— begin Provided entries —
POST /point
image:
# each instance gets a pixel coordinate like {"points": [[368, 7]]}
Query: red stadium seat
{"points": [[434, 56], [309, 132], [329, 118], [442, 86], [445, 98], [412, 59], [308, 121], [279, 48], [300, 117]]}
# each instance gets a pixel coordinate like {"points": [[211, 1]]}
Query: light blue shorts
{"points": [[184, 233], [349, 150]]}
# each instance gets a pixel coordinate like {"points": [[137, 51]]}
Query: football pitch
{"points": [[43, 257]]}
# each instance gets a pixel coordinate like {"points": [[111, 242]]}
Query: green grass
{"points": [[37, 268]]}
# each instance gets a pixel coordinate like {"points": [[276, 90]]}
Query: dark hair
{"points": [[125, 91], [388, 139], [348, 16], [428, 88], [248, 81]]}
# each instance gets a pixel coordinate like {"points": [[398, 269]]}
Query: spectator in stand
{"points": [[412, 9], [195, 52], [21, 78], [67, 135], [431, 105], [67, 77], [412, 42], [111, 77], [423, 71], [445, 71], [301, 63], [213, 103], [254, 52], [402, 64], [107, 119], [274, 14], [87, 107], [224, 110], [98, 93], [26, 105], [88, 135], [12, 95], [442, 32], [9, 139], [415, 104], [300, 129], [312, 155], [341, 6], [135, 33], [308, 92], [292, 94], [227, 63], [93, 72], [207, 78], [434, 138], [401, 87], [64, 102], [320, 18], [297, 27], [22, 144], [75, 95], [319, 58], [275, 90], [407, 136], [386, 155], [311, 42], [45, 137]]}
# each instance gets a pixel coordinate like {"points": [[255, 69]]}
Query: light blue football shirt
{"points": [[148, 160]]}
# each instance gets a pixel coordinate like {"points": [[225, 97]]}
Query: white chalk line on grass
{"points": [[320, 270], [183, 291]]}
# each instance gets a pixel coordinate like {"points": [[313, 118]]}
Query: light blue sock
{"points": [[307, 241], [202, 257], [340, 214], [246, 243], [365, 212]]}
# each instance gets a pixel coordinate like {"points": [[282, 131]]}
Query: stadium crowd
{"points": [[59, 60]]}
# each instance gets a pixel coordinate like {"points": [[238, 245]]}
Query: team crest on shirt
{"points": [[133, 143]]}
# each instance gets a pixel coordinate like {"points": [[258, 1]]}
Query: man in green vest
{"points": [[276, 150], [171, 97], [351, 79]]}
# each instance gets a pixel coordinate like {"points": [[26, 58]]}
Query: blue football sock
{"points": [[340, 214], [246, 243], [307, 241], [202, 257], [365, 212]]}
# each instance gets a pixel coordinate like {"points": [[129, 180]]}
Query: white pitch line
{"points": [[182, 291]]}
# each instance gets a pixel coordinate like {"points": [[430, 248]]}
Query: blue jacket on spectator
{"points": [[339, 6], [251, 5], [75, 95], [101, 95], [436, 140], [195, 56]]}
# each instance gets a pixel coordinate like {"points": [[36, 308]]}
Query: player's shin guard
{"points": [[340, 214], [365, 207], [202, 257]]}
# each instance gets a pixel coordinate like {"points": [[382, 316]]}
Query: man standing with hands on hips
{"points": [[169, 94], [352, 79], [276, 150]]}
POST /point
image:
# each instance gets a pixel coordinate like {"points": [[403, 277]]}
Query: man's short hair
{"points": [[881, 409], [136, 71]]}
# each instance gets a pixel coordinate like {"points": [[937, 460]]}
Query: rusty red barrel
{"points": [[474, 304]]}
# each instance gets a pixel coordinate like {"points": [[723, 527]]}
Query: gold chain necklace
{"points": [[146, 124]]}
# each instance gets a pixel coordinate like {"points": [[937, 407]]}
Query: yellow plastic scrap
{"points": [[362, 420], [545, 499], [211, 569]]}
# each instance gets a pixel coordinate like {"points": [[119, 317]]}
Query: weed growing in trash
— end Provided entries —
→ **What is needed**: Filter the lines above and copy out every one that contains the string "white". Case counts when matching.

→ **The answer**:
Query: white chalk line on grass
Query: white pitch line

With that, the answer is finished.